Trecho do texto
------------

No entanto, minha principal linha de pesquisa é relacionada à Cardiopatia Reumática, uma colaboração internacional em pesquisa que se iniciou em 2013. O projeto chama-se PROVAR+ (Programa de RastreamentO da VAlvopatia Reumática e Outras Doenças Cardiovasculares) e os vários estudos em andamento são relacionados a: 1. rastreamento da Cardiopatia Reumática em sua forma latente (sem sintomas) em crianças e adolescentes de escolas e centros de saúde de regiões carentes, através de dispositivos ultraportáteis de ecocardiografia; 2. rastreamento de outras condições cardiovasculares crônicas em pacientes adultos e idosos em centros de saúde, tanto para identificação precoce de doenças cardíacas através do eco quanto para o desenvolvimento de escores de risco, baseados no ECG e no Eco, para priorização destes pacientes; 3. avaliação ecocardiográfica de pacientes com doenças infecciosas, como a Febre Amarela e a COVID-19; 4. desenvolvimento de sistemas de inteligência artificial para diagnóstico automático de alterações ao eco, relacionadas à Cardiopatia Reumática; 4. estudos genéticos sobre a cardiopatia reumática e seu caráter familiar.

------------

Dados extraídos
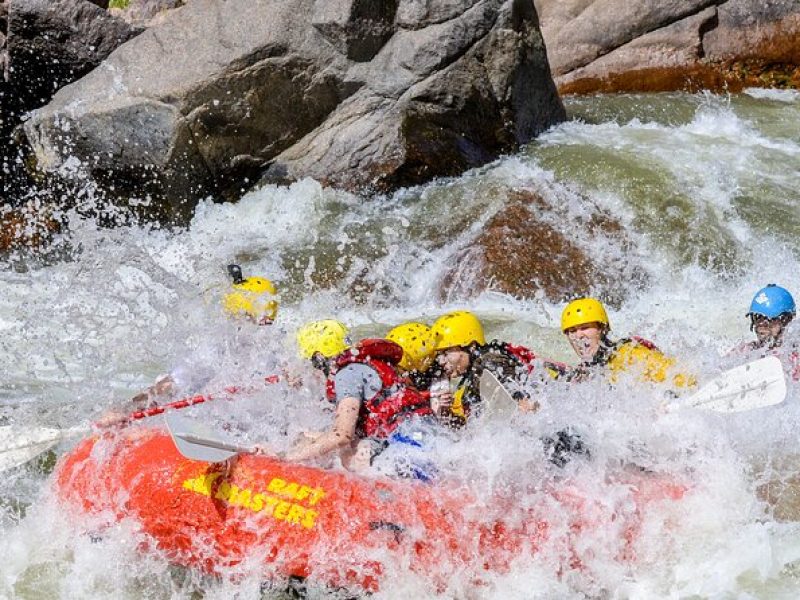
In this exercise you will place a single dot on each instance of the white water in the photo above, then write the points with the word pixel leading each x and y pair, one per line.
pixel 708 190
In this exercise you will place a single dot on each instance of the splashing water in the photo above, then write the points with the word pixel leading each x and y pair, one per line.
pixel 707 189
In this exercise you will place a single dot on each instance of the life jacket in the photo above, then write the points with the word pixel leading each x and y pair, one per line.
pixel 468 390
pixel 397 400
pixel 789 356
pixel 636 353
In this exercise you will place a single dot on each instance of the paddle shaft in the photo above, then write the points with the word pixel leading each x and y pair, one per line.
pixel 191 401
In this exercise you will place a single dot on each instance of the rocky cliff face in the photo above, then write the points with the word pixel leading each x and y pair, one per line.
pixel 359 94
pixel 649 45
pixel 44 45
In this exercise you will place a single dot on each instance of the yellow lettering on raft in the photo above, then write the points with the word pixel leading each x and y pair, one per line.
pixel 271 506
pixel 202 484
pixel 309 519
pixel 257 503
pixel 281 510
pixel 276 485
pixel 295 491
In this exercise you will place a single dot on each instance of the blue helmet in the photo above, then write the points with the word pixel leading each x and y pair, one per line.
pixel 772 302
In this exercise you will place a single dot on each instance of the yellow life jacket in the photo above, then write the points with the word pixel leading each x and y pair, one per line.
pixel 646 362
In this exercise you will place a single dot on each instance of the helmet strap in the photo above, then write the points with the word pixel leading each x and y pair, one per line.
pixel 235 272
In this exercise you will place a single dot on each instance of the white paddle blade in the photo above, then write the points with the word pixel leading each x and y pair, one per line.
pixel 753 385
pixel 495 398
pixel 19 445
pixel 196 441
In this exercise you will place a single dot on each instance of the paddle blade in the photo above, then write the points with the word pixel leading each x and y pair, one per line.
pixel 18 445
pixel 495 398
pixel 753 385
pixel 197 441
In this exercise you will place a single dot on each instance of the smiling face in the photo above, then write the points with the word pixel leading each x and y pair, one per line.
pixel 769 331
pixel 454 361
pixel 585 339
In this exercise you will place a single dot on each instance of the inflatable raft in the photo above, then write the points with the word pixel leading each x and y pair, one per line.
pixel 332 528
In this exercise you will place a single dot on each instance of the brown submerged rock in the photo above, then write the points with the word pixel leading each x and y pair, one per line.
pixel 522 253
pixel 26 227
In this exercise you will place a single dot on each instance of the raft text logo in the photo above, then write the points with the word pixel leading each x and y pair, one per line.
pixel 276 502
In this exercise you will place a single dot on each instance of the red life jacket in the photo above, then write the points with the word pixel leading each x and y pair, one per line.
pixel 397 400
pixel 527 357
pixel 794 362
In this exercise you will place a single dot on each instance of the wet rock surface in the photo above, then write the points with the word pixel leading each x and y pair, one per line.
pixel 298 88
pixel 641 45
pixel 44 45
pixel 524 252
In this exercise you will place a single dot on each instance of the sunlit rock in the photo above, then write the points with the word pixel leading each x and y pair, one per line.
pixel 223 92
pixel 49 44
pixel 611 46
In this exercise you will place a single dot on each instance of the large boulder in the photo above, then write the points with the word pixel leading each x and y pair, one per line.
pixel 642 45
pixel 44 45
pixel 356 93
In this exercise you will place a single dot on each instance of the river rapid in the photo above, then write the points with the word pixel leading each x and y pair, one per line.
pixel 708 190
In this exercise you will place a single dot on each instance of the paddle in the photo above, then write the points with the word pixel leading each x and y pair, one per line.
pixel 495 398
pixel 757 384
pixel 196 441
pixel 18 445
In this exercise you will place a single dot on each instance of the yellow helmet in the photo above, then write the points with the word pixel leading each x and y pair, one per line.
pixel 328 337
pixel 583 311
pixel 459 328
pixel 418 343
pixel 253 297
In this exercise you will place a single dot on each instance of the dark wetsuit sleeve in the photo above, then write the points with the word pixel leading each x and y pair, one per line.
pixel 357 381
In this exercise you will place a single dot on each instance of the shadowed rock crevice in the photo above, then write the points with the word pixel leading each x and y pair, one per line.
pixel 222 91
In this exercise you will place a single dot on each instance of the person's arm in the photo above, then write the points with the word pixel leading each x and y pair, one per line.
pixel 342 433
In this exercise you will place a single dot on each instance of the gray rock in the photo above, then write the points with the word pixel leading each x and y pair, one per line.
pixel 356 28
pixel 644 45
pixel 580 31
pixel 767 29
pixel 222 91
pixel 49 44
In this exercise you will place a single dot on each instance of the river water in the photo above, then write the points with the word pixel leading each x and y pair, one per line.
pixel 708 190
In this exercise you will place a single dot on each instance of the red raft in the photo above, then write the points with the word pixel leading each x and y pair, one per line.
pixel 330 527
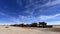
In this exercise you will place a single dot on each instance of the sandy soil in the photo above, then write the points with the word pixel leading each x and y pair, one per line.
pixel 21 30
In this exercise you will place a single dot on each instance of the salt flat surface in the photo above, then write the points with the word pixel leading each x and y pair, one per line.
pixel 20 30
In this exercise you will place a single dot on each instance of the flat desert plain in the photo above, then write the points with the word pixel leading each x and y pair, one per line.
pixel 28 30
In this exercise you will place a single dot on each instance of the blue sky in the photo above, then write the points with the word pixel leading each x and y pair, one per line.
pixel 28 11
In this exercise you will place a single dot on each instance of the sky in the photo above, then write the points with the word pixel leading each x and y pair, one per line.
pixel 29 11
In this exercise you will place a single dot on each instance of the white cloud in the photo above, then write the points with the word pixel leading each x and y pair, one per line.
pixel 54 23
pixel 43 17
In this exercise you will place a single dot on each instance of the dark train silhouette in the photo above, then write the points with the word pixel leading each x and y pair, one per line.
pixel 40 24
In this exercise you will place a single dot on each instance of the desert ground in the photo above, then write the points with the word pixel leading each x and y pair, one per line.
pixel 28 30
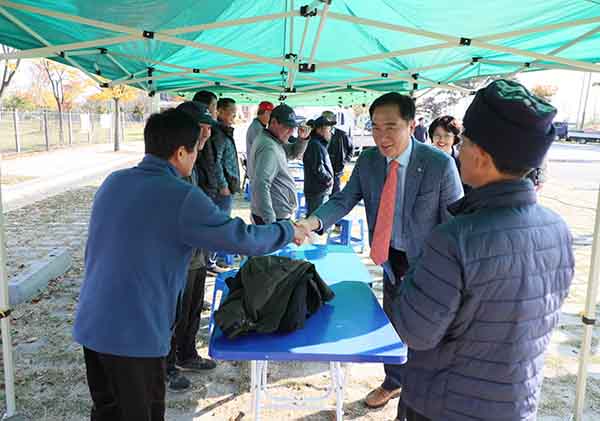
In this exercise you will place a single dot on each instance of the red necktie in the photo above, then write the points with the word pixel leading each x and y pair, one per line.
pixel 380 248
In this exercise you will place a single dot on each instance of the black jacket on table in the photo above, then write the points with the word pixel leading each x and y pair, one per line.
pixel 271 294
pixel 340 150
pixel 318 171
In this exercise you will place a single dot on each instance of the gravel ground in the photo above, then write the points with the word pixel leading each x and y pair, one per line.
pixel 51 374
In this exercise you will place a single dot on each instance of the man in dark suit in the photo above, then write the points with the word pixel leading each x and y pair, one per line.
pixel 406 187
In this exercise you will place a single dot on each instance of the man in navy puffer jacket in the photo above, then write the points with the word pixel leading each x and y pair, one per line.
pixel 478 308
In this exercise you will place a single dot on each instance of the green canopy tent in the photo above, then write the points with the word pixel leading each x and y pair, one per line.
pixel 302 52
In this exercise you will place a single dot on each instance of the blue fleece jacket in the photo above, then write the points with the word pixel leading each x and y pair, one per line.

------------

Partes do exercício
(A) Como resumir o trecho sobre o projeto PROVAR+ em duas frases?
(B) Quais são todos os estudos em andamento do PROVAR+ enumerados no trecho?
Responda com base apenas no trecho.

Resultados do exercício
(A) A principal linha de pesquisa de quem escreve é a Cardiopatia Reumática, dentro de uma colaboração internacional iniciada em 2013 chamada PROVAR+. Os estudos do projeto envolvem o rastreamento da forma latente da doença em crianças e adolescentes e de outras condições cardiovasculares crônicas em adultos e idosos, a avaliação ecocardiográfica de pacientes com doenças infecciosas, sistemas de inteligência artificial para diagnóstico automático e estudos genéticos.

(B)
- Rastreamento da Cardiopatia Reumática em sua forma latente em crianças e adolescentes de escolas e centros de saúde de regiões carentes, com dispositivos ultraportáteis de ecocardiografia
- Rastreamento de outras condições cardiovasculares crônicas em pacientes adultos e idosos em centros de saúde, para identificação precoce pelo eco e desenvolvimento de escores de risco baseados no ECG e no Eco
- Avaliação ecocardiográfica de pacientes com doenças infecciosas, como a Febre Amarela e a COVID-19
- Desenvolvimento de sistemas de inteligência artificial para diagnóstico automático de alterações ao eco relacionadas à Cardiopatia Reumática
- Estudos genéticos sobre a cardiopatia reumática e seu caráter familiar